*Exercise requirements*.
Omit every picture, then return each line of the data below exactly.

*Dataset extract*.
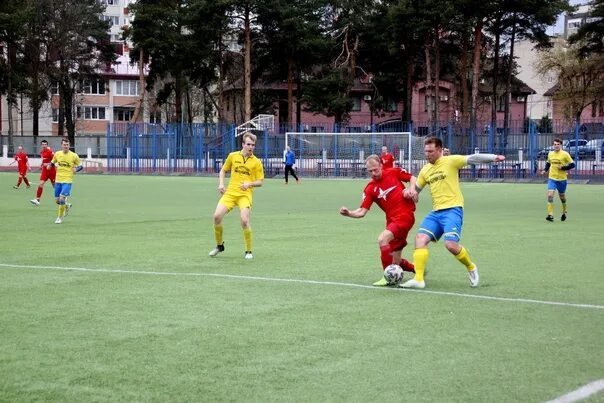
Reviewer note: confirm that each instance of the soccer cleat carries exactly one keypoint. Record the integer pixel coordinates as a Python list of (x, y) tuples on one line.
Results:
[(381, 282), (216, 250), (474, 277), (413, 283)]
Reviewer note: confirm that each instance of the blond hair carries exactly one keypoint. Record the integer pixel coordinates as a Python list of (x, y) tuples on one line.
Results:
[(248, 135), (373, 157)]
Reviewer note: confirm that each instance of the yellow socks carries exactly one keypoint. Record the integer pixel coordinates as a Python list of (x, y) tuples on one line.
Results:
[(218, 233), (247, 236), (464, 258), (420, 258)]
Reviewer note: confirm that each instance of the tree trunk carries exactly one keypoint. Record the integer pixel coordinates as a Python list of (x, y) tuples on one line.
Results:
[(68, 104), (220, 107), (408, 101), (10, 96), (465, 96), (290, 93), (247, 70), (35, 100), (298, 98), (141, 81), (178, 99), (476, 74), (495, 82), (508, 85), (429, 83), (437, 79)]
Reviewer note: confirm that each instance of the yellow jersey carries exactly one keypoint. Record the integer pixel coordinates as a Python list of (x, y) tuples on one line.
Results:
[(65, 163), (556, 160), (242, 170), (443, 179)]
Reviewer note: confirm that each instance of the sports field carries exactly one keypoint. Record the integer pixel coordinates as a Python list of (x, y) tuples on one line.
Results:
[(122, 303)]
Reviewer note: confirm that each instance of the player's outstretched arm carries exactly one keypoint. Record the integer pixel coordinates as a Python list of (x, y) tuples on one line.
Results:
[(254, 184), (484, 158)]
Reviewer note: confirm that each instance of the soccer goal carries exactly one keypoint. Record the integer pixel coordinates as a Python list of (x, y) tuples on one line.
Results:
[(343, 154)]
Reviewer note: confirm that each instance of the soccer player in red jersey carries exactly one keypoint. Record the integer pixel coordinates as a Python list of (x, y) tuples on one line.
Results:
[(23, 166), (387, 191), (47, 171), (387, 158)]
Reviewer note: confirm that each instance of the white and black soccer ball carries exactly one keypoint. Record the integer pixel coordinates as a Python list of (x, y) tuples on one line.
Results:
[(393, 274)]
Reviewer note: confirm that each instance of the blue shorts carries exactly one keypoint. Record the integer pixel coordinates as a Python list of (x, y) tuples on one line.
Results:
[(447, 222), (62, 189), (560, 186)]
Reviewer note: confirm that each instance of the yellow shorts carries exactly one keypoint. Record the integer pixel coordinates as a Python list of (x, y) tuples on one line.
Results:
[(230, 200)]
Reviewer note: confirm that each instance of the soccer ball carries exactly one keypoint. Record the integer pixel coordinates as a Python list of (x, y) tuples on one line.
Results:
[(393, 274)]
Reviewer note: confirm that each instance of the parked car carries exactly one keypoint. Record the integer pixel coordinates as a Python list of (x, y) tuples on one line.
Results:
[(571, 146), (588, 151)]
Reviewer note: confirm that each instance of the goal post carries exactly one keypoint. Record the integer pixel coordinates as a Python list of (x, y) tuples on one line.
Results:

*Exercise solution*.
Reviewer note: confirm that each instance of the soccer cleat carries exactly one keypoint. Record the integer pixel coordinates as a Python list of (x, y) tuples on one line.
Results:
[(381, 282), (216, 250), (474, 277), (413, 283)]
Reviewer note: confirm that each instance of the blond hair carries exactly one keypoint. Record the integer pixel coordinates as a Python list of (x, y) tuples on one line.
Results:
[(248, 135), (373, 157)]
Reviewer note: confirm that each instance of the yellow socks carries exactly one keypoint. Record the integer pixel coordinates as a Python list of (x, y) tuples on one line.
Results:
[(218, 233), (247, 236), (464, 258), (420, 258)]
Reviewer note: confirm that each instance of the tree trunk carries exactly one keypoint. Record the integer pixel coordinates as a Python list of (x, y) tuples on one line.
Results:
[(68, 104), (220, 107), (408, 101), (10, 96), (465, 96), (290, 93), (247, 70), (35, 100), (298, 98), (141, 81), (178, 99), (476, 74), (495, 82), (508, 85), (429, 83), (437, 79)]
Reviewer note: confirm that each instance of the yellow jersey carries exactly one keypoint. Record the integer pixel coordinates as a Python list of (x, y) tuples on one line.
Results:
[(65, 163), (556, 160), (242, 170), (443, 179)]
Reviewer note: confirm that each instance of the sports field carries exactly one keypoint. Record the integer pixel coordinates as a Python list of (x, y) tuples on one line.
Results:
[(122, 303)]
Reviewer note: confirm that each instance of the player's outstretched arm carries exactly one keypoint. Record the integer pixel coordinates as a Python list of (x, y) tuples on one line.
Results:
[(254, 184), (484, 158)]
Reviewer note: confirm that each instance of the soccer goal carries exactly one keypoint. Record the integer pixel coordinates as a Python list of (x, y) tuples on one line.
Results:
[(343, 154)]
Reviewer note: confirm that each instance of the soccer player in red jersey carries exactly one keypoint. Record the integer pixel coordinates as a Python list of (x, y) tuples on one line.
Results:
[(23, 166), (387, 191), (47, 171), (387, 158)]
Reviewer note: confirm that each instance of the white and black soccer ball carries exactly one keypoint. Record the integer pixel coordinates as a Python list of (x, y) tuples on one line.
Results:
[(393, 274)]
Reviewer note: confirm that each instance of the blue shorts carries exactly one keypoint. Record the integer pixel coordinates as a Python list of (x, y) tuples on one line.
Results:
[(447, 222), (62, 189), (560, 186)]
Reviewer note: confirm that each instance of the yellow shorts carries exactly one keypoint. Record the integer pixel coordinates as a Python list of (x, y) tuples on one line.
Results:
[(230, 200)]
Reviewer note: confirm that each instance of the soccer ball carries exactly one keypoint. Record the integer pixel coordinates as a Python list of (x, y) tuples on one line.
Results:
[(393, 274)]
Reviewer note: confirm that each instance of the parked car carries exactly one keypoint. Record the integer pixel coordinates as a Python list of (x, y) tuples on one line.
Results:
[(571, 146), (588, 151)]
Reviewer note: confirm that each instance of the goal post carries exactly one keypoint. Record the integer pixel coordinates as a Python list of (x, y) tuples on one line.
Results:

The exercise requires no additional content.